┌─ PASSAGE PROVIDED
Skip to content

JaredMSFT/Npgquery

Repository files navigation

Npgquery - PostgreSQL Query Parser for .NET

A high-performance .NET 9 C# library for parsing PostgreSQL queries using the battle-tested libpg_query library. This library provides the same functionality as popular wrappers in other languages like Go, Rust, Python, and JavaScript.

Features

  • Parse PostgreSQL queries into Abstract Syntax Trees (AST) in JSON or Protobuf format.
  • Normalize queries by standardizing formatting and replacing constants with placeholders.
  • Generate query fingerprints for similarity comparison.
  • Deparse AST back to SQL (convert parse trees back to queries).
  • Split multiple statements with location information.
  • Scan/tokenize queries for detailed analysis.
  • Parse PL/pgSQL code (stored procedures, functions).
  • Extract metadata like table names and query types.
  • Async/await support for modern .NET applications.
  • Memory-safe native interop with automatic resource cleanup.
  • Strong typing with nullable reference types and records.
  • High performance with parallel processing capabilities.

Quick Start

Basic Parsing

using Npgquery;

using var parser = new Parser();
var queries = new[]
{
    "SELECT * FROM users WHERE id = 1",
    "INSERT INTO posts (title, content) VALUES ('Hello', 'World')",
    "INVALID SQL SYNTAX"
└─
- [GOALS]:
a - Rewrite the paragraph of the Npgquery README that begins "A high-performance .NET 9 C# library" as a short list that keeps its main facts.
b - Proceed with the Npgquery README from the point where the text stops.
The lines after this README come from a separate source.
┌─ DATASET SECTION
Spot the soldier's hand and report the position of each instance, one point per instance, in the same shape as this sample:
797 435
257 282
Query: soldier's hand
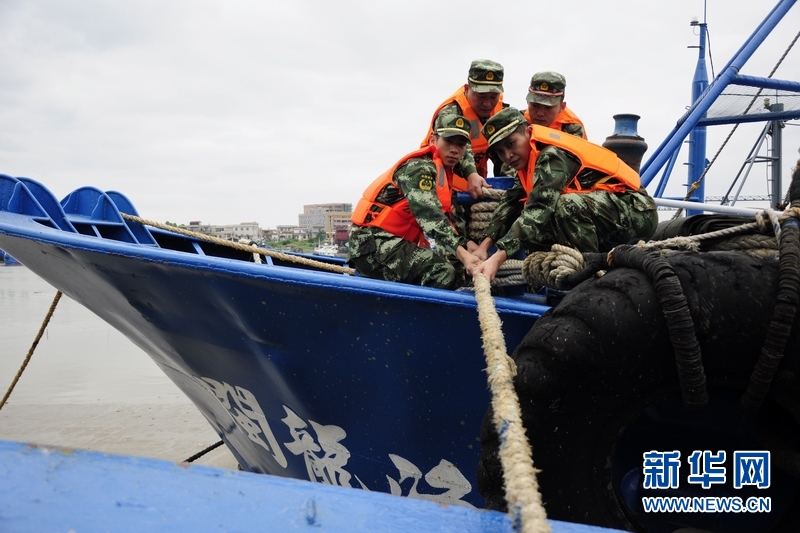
└─
- [ANSWERS]:
a -
- A high-performance .NET 9 C# library for parsing PostgreSQL queries
- Built on the battle-tested libpg_query library
- Offers the same functionality as popular wrappers in Go, Rust, Python, and JavaScript

b -
};

foreach (var query in queries)
{
    var result = parser.Parse(query);
    Console.WriteLine($"Query: {query}");
    Console.WriteLine($"Valid: {result.IsSuccess}");
    if (result.IsSuccess)
    {
        Console.WriteLine($"Parse Tree Length: {result.ParseTree?.RootElement.ToString().Length ?? 0} characters");
    }
    else
    {
        Console.WriteLine($"Error: {result.Error}");
    }
    Console.WriteLine();
}

Query Normalization

using var parser = new Parser();
var queries = new[]
{
    "SELECT * FROM users /* this is a comment */ WHERE id = 1",
    "SELECT   *   FROM   users   WHERE   id   =   2  ",
    "select name, email from users where active = true"
};
foreach (var query in queries)
{
    var result = parser.Normalize(query);
    Console.WriteLine($"Original:   {query}");
    Console.WriteLine($"Normalized: {result.NormalizedQuery}");
    Console.WriteLine();
}

Query Fingerprinting

using var parser = new Parser();
var queries = new[]
{
    "SELECT * FROM users WHERE id = 1",
    "SELECT * FROM users WHERE id = 2",
    "SELECT * FROM users WHERE id = 999",
    "SELECT name FROM users WHERE id = 1"
};
var fingerprints = new List<(string query, string? fingerprint)>();
foreach (var query in queries)
{
    var result = parser.Fingerprint(query);
    fingerprints.Add((query, result.Fingerprint));
    Console.WriteLine($"Query: {query}");
    Console.WriteLine($"Fingerprint: {result.Fingerprint}");
    Console.WriteLine();
}
// Check for similar queries
for (int i = 0; i < fingerprints.Count; i++)
{
    for (int j = i + 1; j < fingerprints.Count; j++)
    {
        if (fingerprints[i].fingerprint == fingerprints[j].fingerprint)
        {
            Console.WriteLine($"Queries {i + 1} and {j + 1} have the same structure");
        }
    }
}

Utility Functions

var complexQuery = @"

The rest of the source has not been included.